### TASK
Copy the items word for word, from the line with "Where can you see the shallow" to the line with "(1062, 357)".

### LISTED RECORDS
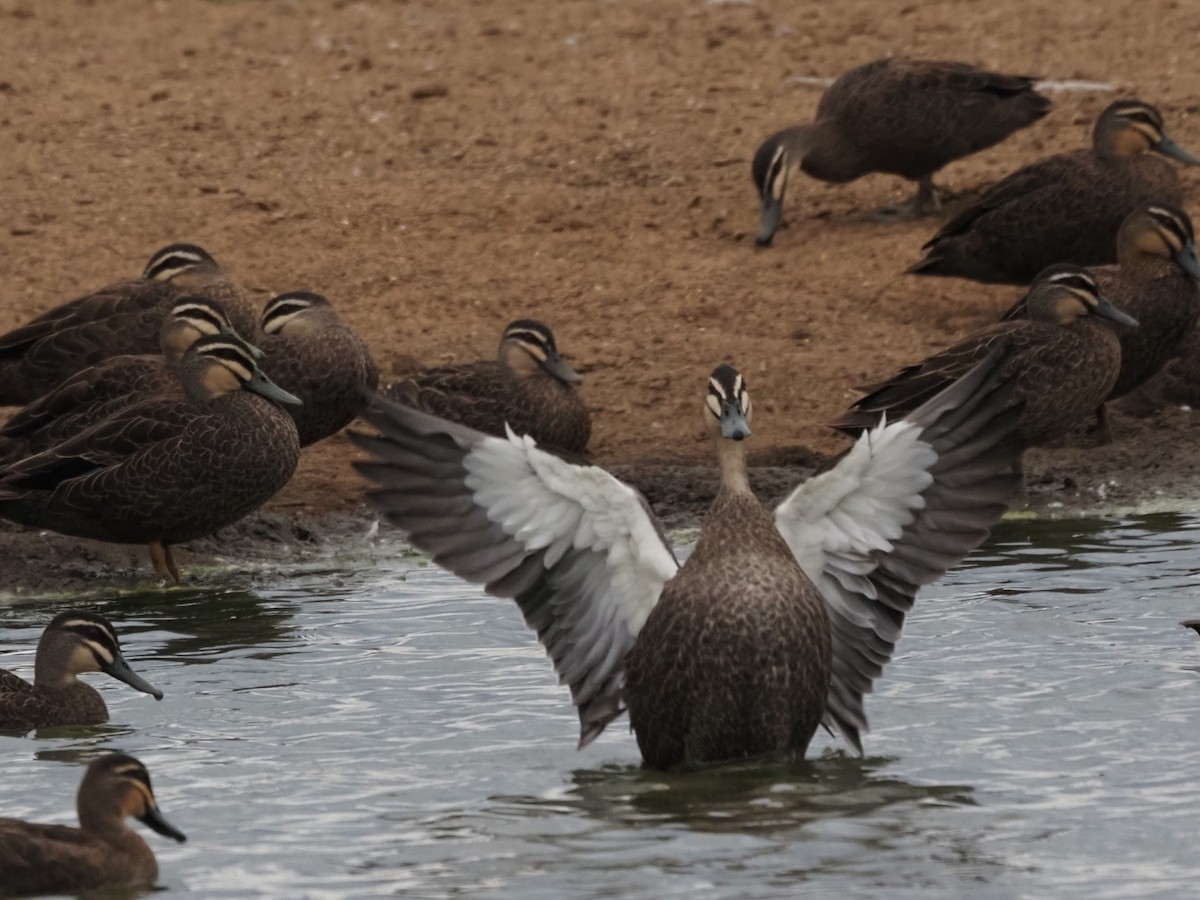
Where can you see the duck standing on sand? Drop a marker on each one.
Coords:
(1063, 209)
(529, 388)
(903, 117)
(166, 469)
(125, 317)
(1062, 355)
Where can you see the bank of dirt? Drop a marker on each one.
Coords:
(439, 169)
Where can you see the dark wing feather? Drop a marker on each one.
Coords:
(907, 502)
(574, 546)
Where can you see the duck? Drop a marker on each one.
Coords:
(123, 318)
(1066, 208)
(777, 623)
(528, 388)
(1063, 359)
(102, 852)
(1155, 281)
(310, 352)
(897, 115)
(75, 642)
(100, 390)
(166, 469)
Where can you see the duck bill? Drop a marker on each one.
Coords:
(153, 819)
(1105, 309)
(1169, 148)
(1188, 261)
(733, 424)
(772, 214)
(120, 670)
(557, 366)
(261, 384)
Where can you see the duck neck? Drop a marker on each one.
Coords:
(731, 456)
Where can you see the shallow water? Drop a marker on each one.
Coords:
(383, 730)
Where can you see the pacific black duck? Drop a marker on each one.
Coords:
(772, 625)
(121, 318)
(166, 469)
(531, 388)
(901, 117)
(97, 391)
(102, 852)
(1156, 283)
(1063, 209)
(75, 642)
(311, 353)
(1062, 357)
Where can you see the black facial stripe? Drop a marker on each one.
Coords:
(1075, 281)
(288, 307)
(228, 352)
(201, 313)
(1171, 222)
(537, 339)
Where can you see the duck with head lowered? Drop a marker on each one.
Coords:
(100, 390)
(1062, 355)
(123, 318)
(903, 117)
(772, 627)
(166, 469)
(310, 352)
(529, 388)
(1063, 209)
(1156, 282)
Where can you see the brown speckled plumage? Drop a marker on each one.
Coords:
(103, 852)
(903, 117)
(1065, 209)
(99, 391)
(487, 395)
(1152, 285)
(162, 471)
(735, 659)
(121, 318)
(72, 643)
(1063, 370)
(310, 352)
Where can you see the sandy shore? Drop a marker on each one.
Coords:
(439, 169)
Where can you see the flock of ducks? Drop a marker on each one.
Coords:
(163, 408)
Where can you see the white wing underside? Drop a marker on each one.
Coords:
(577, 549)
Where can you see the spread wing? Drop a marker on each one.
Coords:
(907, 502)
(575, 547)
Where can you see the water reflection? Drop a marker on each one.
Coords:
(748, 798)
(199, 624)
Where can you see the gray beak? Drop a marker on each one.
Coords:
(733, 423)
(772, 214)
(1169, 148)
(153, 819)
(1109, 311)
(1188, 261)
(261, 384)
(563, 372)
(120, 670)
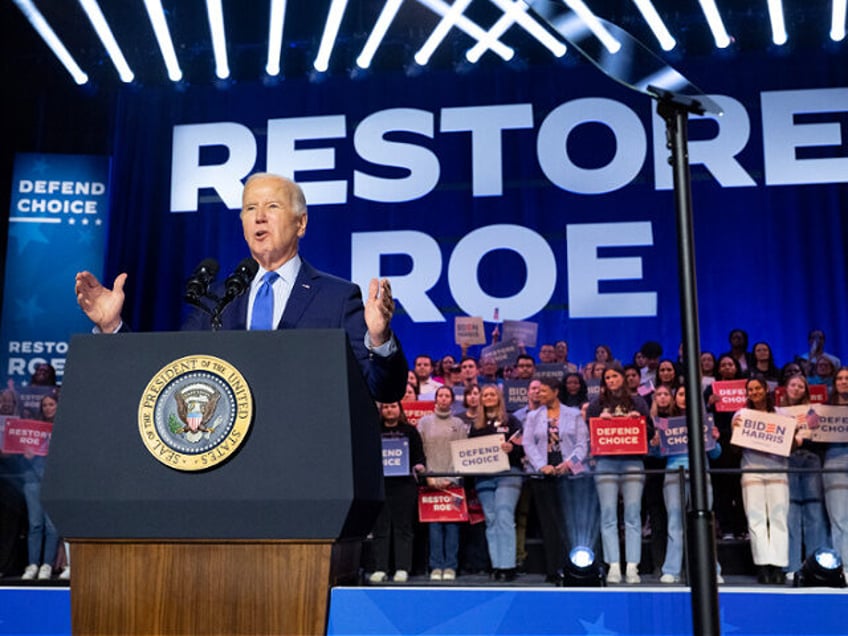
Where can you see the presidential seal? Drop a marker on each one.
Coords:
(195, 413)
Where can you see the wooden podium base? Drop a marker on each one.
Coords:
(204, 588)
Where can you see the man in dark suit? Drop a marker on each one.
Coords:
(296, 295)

...

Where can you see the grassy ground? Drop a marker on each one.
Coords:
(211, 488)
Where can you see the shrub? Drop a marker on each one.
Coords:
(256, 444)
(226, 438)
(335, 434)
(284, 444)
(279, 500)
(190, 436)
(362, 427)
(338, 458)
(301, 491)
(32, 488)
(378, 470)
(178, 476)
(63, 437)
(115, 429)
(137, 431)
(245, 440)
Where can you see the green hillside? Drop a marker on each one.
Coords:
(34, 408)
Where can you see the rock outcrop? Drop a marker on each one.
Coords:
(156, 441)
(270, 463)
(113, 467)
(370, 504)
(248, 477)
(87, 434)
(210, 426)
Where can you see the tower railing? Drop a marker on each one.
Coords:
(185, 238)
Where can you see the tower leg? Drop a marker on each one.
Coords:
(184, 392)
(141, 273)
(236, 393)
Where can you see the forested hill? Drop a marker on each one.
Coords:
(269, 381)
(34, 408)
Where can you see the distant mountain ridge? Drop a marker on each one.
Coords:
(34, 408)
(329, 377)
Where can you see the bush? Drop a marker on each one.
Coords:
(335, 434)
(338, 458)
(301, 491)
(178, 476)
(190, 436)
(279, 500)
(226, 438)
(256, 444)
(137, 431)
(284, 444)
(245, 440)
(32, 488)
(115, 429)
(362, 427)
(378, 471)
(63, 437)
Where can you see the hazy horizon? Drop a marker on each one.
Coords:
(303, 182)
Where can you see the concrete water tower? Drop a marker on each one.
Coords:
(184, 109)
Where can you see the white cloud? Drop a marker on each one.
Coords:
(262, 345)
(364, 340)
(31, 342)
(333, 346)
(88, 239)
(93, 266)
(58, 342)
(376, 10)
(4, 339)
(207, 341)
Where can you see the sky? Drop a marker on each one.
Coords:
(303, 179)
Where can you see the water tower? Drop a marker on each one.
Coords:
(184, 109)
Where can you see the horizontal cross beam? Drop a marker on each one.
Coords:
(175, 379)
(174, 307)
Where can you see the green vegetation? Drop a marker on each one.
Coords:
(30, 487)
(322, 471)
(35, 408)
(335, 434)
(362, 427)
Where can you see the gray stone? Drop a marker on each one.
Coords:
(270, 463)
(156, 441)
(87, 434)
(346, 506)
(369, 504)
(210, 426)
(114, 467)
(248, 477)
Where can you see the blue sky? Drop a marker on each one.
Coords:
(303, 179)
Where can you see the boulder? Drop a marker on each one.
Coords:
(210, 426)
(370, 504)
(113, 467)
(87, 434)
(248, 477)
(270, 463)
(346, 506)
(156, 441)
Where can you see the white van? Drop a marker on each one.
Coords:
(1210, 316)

### COMPLETED TASK
Where can you see the shallow water? Drop a marker on each one.
Coords:
(383, 730)
Where can you see the pacific black duck? Drop a marker on each one.
Coords:
(772, 625)
(121, 318)
(166, 469)
(531, 388)
(901, 117)
(97, 391)
(102, 852)
(1156, 283)
(1063, 209)
(75, 642)
(311, 353)
(1062, 357)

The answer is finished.